In The Evolution of Technical Analysis: Financial Prediction from Babylonian Tablets to Bloomberg Terminals, MIT’s Andrew W. Lo details how the charting of past stock prices for the purpose of identifying trends, patterns, strength, and cycles within market data has allowed traders to make informed investment decisions based in logic, rather than on luck.
Technical analysis—the forecasting of prices based on patterns in past market data—is something of a black sheep in modern economics. Some skeptics view it as kissing cousins with sleazy speculation or gambling, while others regard it as a relic that is only slightly more sophisticated than the reading of chicken entrails. Proponents of quantitative analysis, who take physics as the ideal model of how economic science ought to look, view technical analysis as antiquated and contrived in its very foundations. They demand mathematical proofs of its validity and dismiss as exception bias the strong betting averages and impressive bottom lines of successful technicians. We make it no secret, then, that we regard technical analysis as a legitimate and useful discipline, tarred by spurious associations and deserving of further academic study.
Some of this skepticism is understandable in light of the historical origins (and occasional abuses) of technical analysis. Many of its methods come down to us from the days before computers and the number-crunching-intensive theories they made possible, and not all of its methods have been thoroughly explored within the quantitative frameworks now available. Many terms and concepts in technical analysis can seem abstruse or outmoded; it is easy to see how a discipline that involves eyeballing charts for patterns with names like “head and shoulders” and “cup with a handle” might seem at first blush more akin to astrology than science. However, many of these are merely heuristics developed in the precomputer age when calculating a simple statistic was a formidable task. For instance, the 10-day moving average became a fixture of technical analysis not because it was optimal, but because it was trivially easy to compute. Indeed, there are many such concepts in “classical” technical analysis that could benefit from quantitative reformulation.

- [Record excerpts]

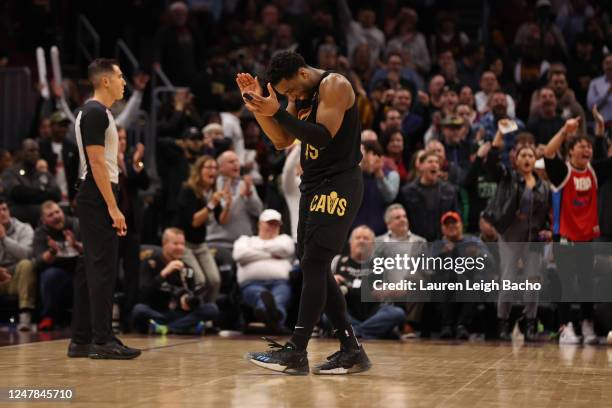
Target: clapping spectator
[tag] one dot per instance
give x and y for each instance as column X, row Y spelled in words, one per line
column 57, row 249
column 170, row 291
column 198, row 203
column 428, row 197
column 264, row 263
column 381, row 185
column 242, row 201
column 27, row 187
column 370, row 320
column 17, row 273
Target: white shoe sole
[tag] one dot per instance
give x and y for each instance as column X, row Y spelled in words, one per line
column 273, row 366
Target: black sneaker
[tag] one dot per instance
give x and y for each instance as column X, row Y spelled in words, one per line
column 113, row 350
column 462, row 333
column 344, row 362
column 285, row 359
column 531, row 331
column 503, row 330
column 446, row 333
column 76, row 350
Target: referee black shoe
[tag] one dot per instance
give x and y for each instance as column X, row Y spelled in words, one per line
column 344, row 362
column 285, row 359
column 113, row 350
column 76, row 350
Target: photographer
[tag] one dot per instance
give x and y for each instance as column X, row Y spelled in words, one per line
column 170, row 298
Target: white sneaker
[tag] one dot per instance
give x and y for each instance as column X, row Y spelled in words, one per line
column 568, row 336
column 588, row 333
column 25, row 322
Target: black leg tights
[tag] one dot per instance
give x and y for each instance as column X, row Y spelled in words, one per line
column 320, row 292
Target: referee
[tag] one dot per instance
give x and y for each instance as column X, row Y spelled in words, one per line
column 101, row 222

- [What the exercise asks]
For each statement, state whether it agrees with the passage on technical analysis, answering yes or no and quoting the words of the passage that decide it. 1. The 10-day moving average became standard in technical analysis because it was easy to calculate. 2. Proponents of quantitative analysis take chemistry as the ideal model for economic science. 3. The authors consider technical analysis worthy of further academic study.

- [Finished answer]
1. Yes: "the 10-day moving average became a fixture of technical analysis not because it was optimal, but because it was trivially easy to compute"
2. No: "who take physics as the ideal model of how economic science ought to look"
3. Yes: "we regard technical analysis as a legitimate and useful discipline, tarred by spurious associations and deserving of further academic study"